#### Problem requirements
Update the rows below by replacing each "Query" with "Label" and leaving everything else unchanged.

(Pointing dataset records)
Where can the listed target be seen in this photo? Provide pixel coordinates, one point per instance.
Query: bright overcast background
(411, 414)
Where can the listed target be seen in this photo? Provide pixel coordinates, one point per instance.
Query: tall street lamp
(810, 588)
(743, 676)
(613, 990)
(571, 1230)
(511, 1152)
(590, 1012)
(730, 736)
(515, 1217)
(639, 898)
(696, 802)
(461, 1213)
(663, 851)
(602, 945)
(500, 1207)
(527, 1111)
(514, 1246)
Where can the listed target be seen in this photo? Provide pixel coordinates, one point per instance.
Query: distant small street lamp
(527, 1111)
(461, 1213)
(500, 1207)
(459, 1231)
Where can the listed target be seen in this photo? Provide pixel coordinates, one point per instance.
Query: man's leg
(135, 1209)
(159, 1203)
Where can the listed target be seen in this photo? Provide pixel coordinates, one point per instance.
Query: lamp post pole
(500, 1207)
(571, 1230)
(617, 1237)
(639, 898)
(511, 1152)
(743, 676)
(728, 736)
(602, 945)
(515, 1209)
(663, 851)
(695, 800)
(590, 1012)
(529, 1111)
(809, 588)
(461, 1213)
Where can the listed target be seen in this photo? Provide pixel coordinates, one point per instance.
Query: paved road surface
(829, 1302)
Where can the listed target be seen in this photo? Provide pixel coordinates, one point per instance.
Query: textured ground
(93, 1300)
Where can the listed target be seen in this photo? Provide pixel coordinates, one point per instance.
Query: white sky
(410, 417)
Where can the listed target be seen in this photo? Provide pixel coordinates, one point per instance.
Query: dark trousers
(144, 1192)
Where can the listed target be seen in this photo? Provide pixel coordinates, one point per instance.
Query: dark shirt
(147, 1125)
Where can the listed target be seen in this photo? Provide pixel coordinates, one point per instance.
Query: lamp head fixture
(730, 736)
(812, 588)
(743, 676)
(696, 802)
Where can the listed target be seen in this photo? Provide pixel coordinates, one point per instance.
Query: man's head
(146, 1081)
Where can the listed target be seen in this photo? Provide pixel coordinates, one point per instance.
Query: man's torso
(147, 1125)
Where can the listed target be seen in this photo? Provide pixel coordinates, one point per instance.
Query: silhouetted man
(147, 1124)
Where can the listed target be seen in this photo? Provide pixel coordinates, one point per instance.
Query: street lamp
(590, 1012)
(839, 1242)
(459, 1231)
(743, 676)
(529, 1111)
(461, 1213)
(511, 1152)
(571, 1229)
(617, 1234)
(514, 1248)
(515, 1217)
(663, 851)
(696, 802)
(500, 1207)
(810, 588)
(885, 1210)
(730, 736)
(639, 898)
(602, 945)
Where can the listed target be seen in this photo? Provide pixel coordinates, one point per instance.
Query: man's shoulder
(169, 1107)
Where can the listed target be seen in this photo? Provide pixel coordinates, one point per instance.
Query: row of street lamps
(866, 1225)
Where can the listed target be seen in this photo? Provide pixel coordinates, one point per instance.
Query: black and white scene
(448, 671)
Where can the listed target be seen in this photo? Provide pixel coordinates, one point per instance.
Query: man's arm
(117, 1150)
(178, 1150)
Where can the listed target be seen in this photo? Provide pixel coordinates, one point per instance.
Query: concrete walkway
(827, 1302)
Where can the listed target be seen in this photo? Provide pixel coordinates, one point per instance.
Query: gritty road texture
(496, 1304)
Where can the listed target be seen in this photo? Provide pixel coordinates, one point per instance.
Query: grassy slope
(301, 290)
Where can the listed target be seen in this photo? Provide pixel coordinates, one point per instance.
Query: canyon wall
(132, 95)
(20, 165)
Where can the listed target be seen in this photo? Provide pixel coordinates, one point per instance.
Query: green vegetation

#### The reply
Where can the listed target be seen in this photo? Provide pixel coordinates, one point per instance.
Label: bright overcast background
(411, 414)
Where can the listed target be seen in this photo? Provide pixel coordinates, one point per instance.
Label: tall street lamp
(810, 588)
(743, 676)
(613, 990)
(571, 1230)
(511, 1152)
(590, 1012)
(730, 736)
(515, 1217)
(639, 898)
(696, 802)
(461, 1213)
(663, 851)
(602, 945)
(500, 1207)
(527, 1111)
(514, 1246)
Where can the listed target be seen in this photo? Provide pixel coordinates, one point per instance.
Label: distant small street lamp
(527, 1111)
(461, 1213)
(500, 1207)
(459, 1231)
Where can the listed target be seen in this photo? Provide pixel coordinates, one point per instance.
Label: man's leg
(135, 1209)
(159, 1203)
Where can the listed target be seen in this photo? Provide pixel coordinates, one point per instance.
Label: lamp post pole
(500, 1207)
(571, 1230)
(617, 1237)
(639, 898)
(511, 1152)
(743, 676)
(728, 736)
(602, 945)
(515, 1209)
(663, 851)
(695, 800)
(590, 1012)
(529, 1111)
(809, 588)
(461, 1213)
Where can the listed target be seen in this photo? Provide pixel coordinates, one point per instance.
Label: paved road surface
(829, 1302)
Where can the listed target be seen in this photo? Provide pixel coordinates, one point per instance.
Label: textured ground
(93, 1300)
Where can the listed target be seen in this photo? Provide pixel coordinates, one point per instance.
Label: white sky
(410, 417)
Where can the listed target be seen in this photo? Provide pixel coordinates, one point per instance.
Label: dark trousers
(144, 1192)
Where can the listed target be seen in this photo? Provide pixel coordinates, one point per instance.
Label: dark shirt
(147, 1125)
Where can the listed target be seen in this photo? Provide pixel coordinates, one point per instance.
Label: lamp head fixture
(730, 736)
(812, 588)
(743, 676)
(696, 802)
Where can the listed target be seen in this photo? Provide pixel coordinates, one point per instance.
Label: man's head
(146, 1081)
Where can the listed target be seen in this photo? Provide pixel coordinates, one point per instance.
Label: man's torso
(147, 1125)
Where can the listed target be seen in this photo? Provide pixel coordinates, one point per instance.
Label: silhouetted man
(147, 1124)
Where can the listed target be seen in this photo? Provide pixel coordinates, one point per instance.
Label: street lamp
(590, 1012)
(839, 1242)
(459, 1231)
(743, 676)
(529, 1111)
(461, 1213)
(511, 1152)
(571, 1229)
(617, 1234)
(514, 1248)
(515, 1217)
(663, 851)
(696, 802)
(500, 1207)
(810, 588)
(885, 1210)
(730, 736)
(639, 898)
(602, 945)
Where can the listed target be seen in this photo? Provide pixel coordinates, one point per instance.
Label: man's shoulder
(169, 1107)
Where can the listed target be seen in this photo? Provide pixel coordinates, one point per instance.
Label: row of street lamps
(866, 1225)
Where can the listed target be seen in this photo? Provide pixel coordinates, one point per instance.
Label: black and white scene
(448, 671)
Where can the listed target be seen in this photo? Provide pixel coordinates, one point per instance.
Label: man's arm
(117, 1150)
(178, 1150)
Where can the listed target be seen in this photo? Provide pixel coordinates, one point per instance.
Label: concrete walkway
(827, 1302)
Where can the listed target be seen in this photo? Provide pixel coordinates, one point per instance.
Label: gritty road texture
(496, 1304)
Where can the listed target be seen in this photo? Provide pixel coordinates, one point per instance.
Label: grassy slope
(301, 290)
Where can the listed target be seen in this photo? Provide pixel coordinates, one point per instance.
Label: canyon wall
(132, 95)
(20, 165)
Where can the listed target be seen in this photo? Provide pixel coordinates, one point per instance.
Label: green vegetation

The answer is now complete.